DATA RECORDS:
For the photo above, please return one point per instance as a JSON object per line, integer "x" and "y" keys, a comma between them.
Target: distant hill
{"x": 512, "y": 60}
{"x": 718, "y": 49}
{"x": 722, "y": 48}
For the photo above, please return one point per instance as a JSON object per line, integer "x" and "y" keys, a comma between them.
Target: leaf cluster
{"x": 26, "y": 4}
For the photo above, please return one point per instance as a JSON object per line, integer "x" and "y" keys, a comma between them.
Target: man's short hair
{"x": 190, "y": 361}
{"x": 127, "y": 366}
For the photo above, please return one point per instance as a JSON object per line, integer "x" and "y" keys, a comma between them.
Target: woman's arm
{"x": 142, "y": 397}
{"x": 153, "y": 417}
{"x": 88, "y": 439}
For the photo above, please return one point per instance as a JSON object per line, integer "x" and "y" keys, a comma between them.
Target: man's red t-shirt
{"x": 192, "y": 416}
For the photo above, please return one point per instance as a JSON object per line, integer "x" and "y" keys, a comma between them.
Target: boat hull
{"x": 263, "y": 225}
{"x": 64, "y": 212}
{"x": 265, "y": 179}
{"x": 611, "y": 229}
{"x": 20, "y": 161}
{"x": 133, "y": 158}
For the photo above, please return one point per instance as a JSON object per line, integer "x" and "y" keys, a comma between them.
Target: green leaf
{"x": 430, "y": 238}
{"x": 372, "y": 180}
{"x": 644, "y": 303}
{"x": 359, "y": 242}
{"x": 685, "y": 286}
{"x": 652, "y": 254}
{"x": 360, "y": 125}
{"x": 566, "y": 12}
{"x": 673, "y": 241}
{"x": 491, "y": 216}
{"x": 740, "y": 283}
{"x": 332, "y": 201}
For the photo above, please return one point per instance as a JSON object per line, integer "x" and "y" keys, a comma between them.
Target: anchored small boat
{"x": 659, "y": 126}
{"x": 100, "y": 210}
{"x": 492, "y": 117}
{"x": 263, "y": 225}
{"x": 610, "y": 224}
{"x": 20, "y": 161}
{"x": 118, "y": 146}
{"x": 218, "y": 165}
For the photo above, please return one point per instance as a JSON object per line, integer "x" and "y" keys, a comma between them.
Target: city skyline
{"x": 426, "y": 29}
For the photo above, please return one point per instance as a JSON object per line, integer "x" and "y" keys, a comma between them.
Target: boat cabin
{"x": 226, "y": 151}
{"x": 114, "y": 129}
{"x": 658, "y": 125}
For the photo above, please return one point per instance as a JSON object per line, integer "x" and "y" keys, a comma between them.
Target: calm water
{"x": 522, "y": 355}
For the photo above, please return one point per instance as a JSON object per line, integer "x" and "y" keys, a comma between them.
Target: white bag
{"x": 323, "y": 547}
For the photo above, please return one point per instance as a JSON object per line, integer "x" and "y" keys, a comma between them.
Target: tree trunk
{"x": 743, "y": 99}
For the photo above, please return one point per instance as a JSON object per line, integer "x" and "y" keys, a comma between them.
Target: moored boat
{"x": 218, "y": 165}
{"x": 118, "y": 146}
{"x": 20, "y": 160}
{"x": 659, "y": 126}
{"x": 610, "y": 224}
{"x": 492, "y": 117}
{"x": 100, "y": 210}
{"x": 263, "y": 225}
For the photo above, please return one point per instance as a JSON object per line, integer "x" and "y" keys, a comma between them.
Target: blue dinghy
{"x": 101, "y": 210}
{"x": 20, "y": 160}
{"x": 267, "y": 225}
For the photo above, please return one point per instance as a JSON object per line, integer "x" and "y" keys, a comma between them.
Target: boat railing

EXERCISE: Return, with nothing added or dropped, the line containing "Target: blue dinghy" and every line after it to the end of the listing above.

EXERCISE OUTPUT:
Target: blue dinghy
{"x": 101, "y": 210}
{"x": 20, "y": 160}
{"x": 267, "y": 225}
For the photo above, please return one point per instance as a JSON object per line, integer "x" and "y" keys, a comma between them.
Target: boat railing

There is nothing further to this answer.